**What to do**: Count the lines in the data below that contain the string "target", where case matters, and reply with only the number.

Segmentation data:
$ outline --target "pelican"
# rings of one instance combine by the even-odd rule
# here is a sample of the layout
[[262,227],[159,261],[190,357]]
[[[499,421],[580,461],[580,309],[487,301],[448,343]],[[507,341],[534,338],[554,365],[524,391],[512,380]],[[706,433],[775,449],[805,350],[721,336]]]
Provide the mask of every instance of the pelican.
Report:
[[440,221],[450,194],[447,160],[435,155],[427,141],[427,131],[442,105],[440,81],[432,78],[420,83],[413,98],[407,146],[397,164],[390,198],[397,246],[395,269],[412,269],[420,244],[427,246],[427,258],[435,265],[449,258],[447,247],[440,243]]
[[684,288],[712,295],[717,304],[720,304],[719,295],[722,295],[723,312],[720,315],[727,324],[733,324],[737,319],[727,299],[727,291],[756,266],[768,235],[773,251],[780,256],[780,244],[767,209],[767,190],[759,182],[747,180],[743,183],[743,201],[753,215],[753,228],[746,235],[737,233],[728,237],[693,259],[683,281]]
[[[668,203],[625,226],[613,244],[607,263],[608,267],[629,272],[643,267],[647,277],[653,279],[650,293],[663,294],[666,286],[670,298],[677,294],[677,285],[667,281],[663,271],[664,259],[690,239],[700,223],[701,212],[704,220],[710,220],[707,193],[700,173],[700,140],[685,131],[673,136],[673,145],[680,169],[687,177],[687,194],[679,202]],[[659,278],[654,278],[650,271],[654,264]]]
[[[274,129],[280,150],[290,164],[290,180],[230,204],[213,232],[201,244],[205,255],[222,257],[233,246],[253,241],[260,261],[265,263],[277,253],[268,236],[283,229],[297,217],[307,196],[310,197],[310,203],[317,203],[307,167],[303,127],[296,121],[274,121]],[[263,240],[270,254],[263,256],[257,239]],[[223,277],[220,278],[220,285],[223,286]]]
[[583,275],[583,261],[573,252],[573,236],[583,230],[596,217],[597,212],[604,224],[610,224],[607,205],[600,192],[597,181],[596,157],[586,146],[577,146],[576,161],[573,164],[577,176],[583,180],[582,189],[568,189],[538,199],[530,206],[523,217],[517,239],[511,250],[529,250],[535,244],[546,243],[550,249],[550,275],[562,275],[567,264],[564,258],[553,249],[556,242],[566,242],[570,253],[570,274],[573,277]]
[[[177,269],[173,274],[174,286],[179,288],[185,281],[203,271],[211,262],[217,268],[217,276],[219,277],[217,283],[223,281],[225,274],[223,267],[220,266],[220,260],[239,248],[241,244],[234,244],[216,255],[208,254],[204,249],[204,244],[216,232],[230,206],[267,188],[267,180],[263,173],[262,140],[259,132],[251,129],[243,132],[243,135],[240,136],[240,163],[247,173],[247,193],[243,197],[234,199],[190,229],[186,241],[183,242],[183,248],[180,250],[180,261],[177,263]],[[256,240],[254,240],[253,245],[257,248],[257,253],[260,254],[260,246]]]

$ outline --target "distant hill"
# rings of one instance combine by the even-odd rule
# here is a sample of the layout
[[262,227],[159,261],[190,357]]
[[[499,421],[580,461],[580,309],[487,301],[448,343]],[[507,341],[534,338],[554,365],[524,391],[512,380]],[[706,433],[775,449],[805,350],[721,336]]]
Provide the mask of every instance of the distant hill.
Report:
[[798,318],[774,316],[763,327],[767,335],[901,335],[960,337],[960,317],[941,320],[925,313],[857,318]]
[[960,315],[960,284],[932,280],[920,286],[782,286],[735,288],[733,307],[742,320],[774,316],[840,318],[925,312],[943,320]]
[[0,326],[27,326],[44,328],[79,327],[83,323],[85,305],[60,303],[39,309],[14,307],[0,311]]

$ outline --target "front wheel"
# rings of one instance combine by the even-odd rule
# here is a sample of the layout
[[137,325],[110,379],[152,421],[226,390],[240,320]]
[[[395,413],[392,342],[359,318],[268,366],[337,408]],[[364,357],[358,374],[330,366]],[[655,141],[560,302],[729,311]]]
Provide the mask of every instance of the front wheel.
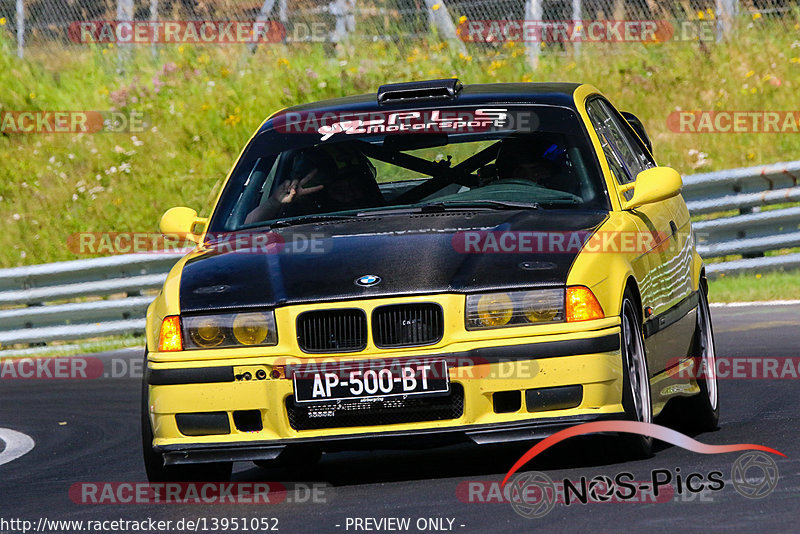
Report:
[[[629,420],[653,422],[653,404],[650,399],[650,376],[647,355],[642,337],[642,325],[636,312],[635,300],[629,291],[622,299],[622,407]],[[634,458],[653,455],[653,438],[639,434],[623,434],[624,446]]]

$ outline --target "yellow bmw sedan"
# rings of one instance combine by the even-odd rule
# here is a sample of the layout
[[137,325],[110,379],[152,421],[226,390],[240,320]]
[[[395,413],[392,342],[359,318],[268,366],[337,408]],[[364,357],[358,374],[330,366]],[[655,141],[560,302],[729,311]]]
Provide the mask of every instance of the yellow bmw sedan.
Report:
[[[594,87],[456,79],[282,110],[147,313],[152,481],[328,451],[719,419],[681,178]],[[620,436],[632,456],[652,438]]]

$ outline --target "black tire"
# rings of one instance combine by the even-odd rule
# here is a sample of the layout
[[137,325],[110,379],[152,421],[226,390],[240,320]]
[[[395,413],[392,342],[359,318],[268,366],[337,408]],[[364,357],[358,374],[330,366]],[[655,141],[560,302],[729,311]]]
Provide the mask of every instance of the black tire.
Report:
[[165,466],[164,457],[153,450],[153,429],[147,390],[147,351],[142,377],[141,434],[142,457],[149,482],[227,482],[231,479],[232,462]]
[[682,414],[692,430],[709,432],[719,426],[719,387],[717,384],[716,345],[714,329],[711,325],[711,311],[708,297],[701,287],[700,302],[697,305],[697,328],[692,341],[691,356],[695,358],[695,372],[700,393],[680,399]]
[[[641,315],[630,290],[625,291],[620,311],[622,328],[622,407],[627,419],[642,423],[653,422],[653,403],[650,394],[650,374],[642,336]],[[653,438],[639,434],[622,434],[622,445],[628,456],[653,456]]]

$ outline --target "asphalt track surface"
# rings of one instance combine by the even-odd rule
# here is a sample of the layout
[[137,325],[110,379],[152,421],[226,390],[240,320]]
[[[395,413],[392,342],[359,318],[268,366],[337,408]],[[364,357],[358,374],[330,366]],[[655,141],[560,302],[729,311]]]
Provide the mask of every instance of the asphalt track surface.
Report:
[[[712,316],[718,356],[797,356],[800,306],[713,308]],[[123,350],[101,357],[132,362],[141,354]],[[725,485],[719,491],[700,494],[678,495],[673,490],[671,498],[657,503],[556,504],[544,517],[529,519],[519,515],[508,502],[462,502],[457,489],[459,484],[463,488],[466,481],[501,480],[530,444],[326,454],[318,467],[308,473],[262,469],[250,463],[236,464],[234,468],[233,479],[240,482],[280,481],[288,487],[292,487],[291,482],[325,484],[326,489],[317,500],[326,502],[76,504],[69,496],[69,488],[75,483],[145,480],[139,445],[139,379],[3,380],[0,429],[29,435],[35,440],[35,447],[0,465],[0,531],[15,532],[9,524],[3,526],[3,519],[27,519],[36,524],[41,517],[172,521],[205,518],[207,531],[212,531],[211,519],[236,517],[277,518],[279,532],[284,533],[397,531],[356,529],[355,518],[410,518],[406,532],[436,531],[429,528],[430,524],[428,528],[417,528],[418,520],[427,518],[451,519],[452,531],[470,533],[796,532],[800,517],[798,384],[791,376],[779,380],[720,380],[720,428],[695,436],[717,445],[757,443],[786,454],[786,458],[774,456],[780,478],[766,497],[748,499],[733,488],[731,468],[741,453],[703,455],[659,443],[653,458],[628,461],[620,457],[617,442],[611,437],[588,436],[563,442],[527,464],[523,471],[541,471],[556,481],[613,477],[627,471],[634,474],[635,480],[647,481],[653,470],[675,473],[679,468],[684,475],[719,471]],[[5,446],[0,443],[0,462]],[[671,487],[675,487],[675,480]],[[291,499],[295,494],[288,495]],[[275,522],[269,524],[274,526]],[[443,522],[444,529],[449,525],[447,520]]]

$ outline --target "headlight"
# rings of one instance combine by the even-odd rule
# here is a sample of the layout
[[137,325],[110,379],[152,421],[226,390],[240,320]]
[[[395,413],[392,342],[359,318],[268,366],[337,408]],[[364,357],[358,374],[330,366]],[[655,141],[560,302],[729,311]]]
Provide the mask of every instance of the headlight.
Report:
[[468,330],[560,322],[564,320],[564,290],[468,295],[466,316]]
[[187,349],[275,345],[273,312],[242,312],[181,317]]

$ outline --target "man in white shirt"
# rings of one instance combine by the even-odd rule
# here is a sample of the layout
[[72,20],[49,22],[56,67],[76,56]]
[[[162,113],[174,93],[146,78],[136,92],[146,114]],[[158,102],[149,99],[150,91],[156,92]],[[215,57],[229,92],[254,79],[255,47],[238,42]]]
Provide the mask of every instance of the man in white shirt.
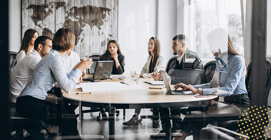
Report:
[[[70,50],[67,51],[66,54],[63,57],[63,60],[64,61],[64,69],[66,74],[69,74],[73,67],[81,61],[78,54]],[[83,70],[82,73],[83,73],[82,76],[85,76],[86,74],[85,70]]]
[[35,41],[34,49],[15,65],[9,77],[11,105],[15,107],[16,98],[31,79],[33,70],[52,48],[52,39],[42,36]]

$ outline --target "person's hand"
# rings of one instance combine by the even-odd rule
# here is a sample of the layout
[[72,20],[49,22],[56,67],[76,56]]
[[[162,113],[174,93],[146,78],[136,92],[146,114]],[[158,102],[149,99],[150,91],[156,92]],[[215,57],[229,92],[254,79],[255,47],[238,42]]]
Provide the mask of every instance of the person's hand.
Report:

**Correct output**: 9